Bir koleksiyondan alınmış kayıtlar
--------------------------------

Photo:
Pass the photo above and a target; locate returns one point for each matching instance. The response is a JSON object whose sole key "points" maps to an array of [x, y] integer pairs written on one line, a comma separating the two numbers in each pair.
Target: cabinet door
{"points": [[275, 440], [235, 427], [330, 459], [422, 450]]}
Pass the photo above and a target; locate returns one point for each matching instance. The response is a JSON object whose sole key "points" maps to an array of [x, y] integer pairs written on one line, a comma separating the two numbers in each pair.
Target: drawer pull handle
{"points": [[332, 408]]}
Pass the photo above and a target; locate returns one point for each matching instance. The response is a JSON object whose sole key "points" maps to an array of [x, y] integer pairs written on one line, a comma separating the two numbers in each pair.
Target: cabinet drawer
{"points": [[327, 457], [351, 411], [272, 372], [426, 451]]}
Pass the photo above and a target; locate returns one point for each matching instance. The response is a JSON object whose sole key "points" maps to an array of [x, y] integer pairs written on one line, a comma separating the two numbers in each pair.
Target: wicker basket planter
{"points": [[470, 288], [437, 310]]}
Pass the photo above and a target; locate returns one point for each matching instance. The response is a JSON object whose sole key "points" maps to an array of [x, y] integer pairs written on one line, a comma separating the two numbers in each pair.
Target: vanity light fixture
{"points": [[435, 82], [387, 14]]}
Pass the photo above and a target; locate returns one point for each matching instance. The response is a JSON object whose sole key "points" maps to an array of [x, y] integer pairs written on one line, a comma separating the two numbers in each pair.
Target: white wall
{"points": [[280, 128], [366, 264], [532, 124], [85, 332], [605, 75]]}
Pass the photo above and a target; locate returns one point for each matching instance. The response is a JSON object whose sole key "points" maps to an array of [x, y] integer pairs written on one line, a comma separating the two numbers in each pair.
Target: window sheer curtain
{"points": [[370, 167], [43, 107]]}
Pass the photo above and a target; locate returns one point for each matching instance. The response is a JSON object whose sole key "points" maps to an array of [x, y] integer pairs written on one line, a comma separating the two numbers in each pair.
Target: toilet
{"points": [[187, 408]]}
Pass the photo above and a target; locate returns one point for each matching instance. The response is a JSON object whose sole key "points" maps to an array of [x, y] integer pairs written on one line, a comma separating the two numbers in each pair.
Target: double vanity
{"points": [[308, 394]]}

--------------------------------

=== Görev ayrıntıları ===
Kayıtlarda "vanity" kelimesinin geçtiği bütün satırları listele. Büyük ve küçük harf farkı önemlidir.

=== Tam cevap ===
Target: vanity light fixture
Target: double vanity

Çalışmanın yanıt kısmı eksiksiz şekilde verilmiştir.